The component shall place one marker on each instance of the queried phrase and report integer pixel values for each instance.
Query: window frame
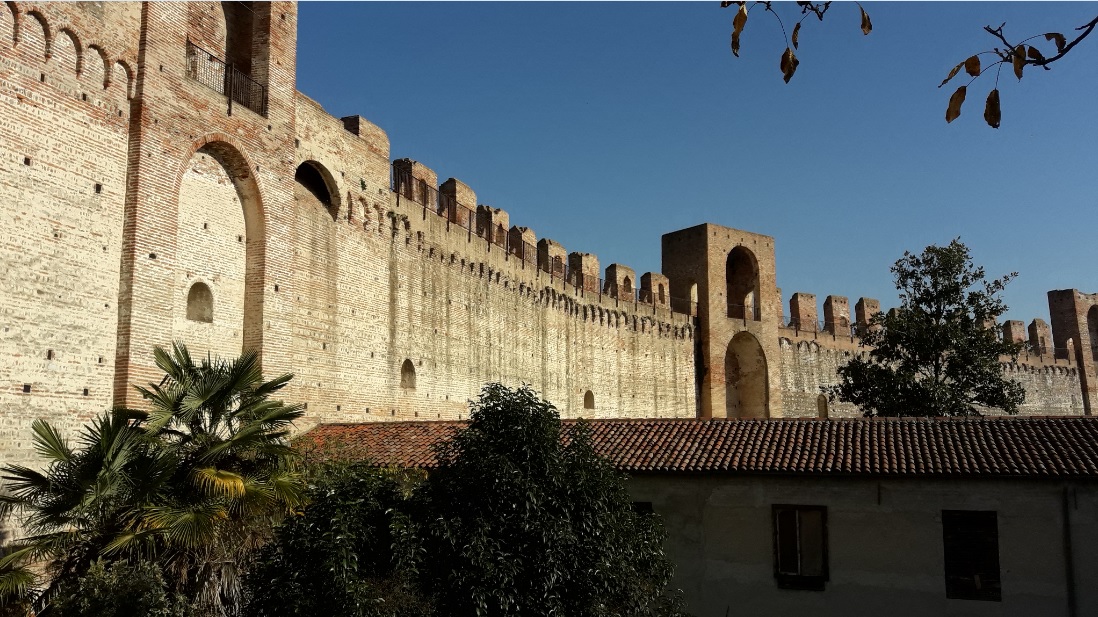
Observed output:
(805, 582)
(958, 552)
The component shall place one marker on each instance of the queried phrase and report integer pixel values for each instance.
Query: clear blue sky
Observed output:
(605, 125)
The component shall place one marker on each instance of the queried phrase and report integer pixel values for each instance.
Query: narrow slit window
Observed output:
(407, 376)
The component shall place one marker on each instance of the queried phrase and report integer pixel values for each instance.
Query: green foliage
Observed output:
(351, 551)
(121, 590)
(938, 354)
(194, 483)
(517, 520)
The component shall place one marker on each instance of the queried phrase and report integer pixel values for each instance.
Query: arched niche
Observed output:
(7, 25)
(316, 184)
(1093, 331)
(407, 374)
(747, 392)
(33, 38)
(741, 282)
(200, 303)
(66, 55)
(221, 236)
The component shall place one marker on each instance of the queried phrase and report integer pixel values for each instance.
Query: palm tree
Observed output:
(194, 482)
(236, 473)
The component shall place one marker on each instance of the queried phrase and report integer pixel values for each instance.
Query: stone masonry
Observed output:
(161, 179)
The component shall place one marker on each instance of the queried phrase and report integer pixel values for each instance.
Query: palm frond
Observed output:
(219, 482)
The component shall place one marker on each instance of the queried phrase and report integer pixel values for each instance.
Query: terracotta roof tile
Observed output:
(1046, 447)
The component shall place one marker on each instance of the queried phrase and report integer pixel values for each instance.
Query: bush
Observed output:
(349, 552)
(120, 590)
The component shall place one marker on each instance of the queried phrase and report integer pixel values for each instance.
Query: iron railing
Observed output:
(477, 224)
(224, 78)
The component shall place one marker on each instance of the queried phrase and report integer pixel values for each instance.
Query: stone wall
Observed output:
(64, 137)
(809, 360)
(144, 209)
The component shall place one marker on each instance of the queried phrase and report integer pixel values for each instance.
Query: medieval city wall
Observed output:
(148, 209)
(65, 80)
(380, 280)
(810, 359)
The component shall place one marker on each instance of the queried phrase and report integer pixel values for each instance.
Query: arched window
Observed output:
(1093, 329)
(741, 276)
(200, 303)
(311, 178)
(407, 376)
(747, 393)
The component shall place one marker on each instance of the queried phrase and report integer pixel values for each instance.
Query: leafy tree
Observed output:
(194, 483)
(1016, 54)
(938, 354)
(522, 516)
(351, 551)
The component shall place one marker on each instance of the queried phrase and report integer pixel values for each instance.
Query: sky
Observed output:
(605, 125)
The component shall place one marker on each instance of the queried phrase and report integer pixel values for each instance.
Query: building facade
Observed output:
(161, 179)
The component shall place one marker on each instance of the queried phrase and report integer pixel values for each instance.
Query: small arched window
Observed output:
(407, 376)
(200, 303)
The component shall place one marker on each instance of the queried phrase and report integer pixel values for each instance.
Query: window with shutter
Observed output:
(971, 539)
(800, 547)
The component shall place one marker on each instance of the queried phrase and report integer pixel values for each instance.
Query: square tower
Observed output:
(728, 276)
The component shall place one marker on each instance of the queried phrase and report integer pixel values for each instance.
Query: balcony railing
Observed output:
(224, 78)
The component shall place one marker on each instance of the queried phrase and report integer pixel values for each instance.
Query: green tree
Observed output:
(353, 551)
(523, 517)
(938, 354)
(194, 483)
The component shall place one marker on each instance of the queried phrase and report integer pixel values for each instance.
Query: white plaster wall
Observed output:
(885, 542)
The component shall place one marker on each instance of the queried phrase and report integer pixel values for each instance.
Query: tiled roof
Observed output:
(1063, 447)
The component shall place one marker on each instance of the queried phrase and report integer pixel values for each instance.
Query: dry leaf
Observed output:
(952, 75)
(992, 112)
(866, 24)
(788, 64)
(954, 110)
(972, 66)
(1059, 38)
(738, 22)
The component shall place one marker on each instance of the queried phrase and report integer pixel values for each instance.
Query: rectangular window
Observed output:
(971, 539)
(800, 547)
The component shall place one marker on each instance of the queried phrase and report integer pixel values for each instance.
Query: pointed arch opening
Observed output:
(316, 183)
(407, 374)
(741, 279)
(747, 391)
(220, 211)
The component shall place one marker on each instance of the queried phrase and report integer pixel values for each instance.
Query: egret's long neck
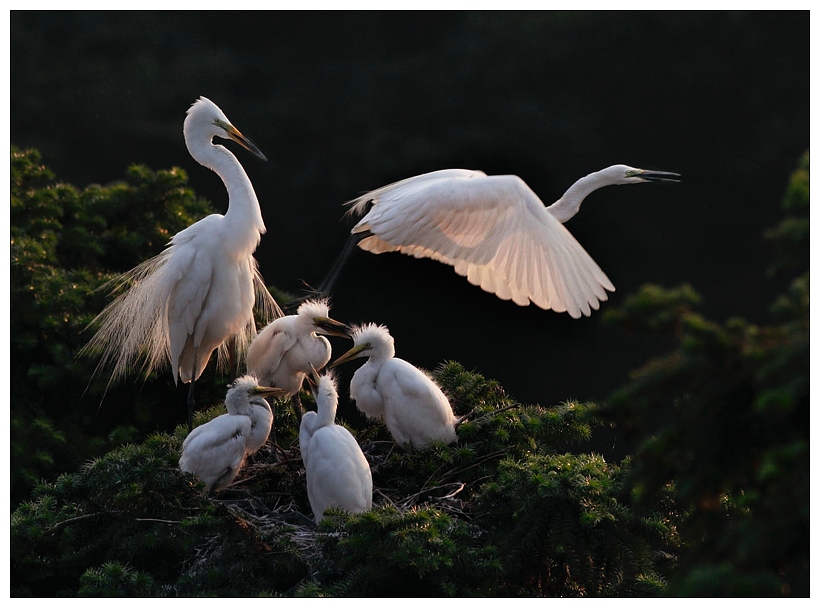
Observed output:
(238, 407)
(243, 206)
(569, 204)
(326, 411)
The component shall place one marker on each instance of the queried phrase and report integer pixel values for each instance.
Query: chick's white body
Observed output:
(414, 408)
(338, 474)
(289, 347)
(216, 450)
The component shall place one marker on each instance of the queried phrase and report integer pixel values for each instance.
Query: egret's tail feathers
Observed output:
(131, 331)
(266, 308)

Prompt: Tally the lines of the listing above that contain the string "arched". Give only the number.

Answer for the task: 3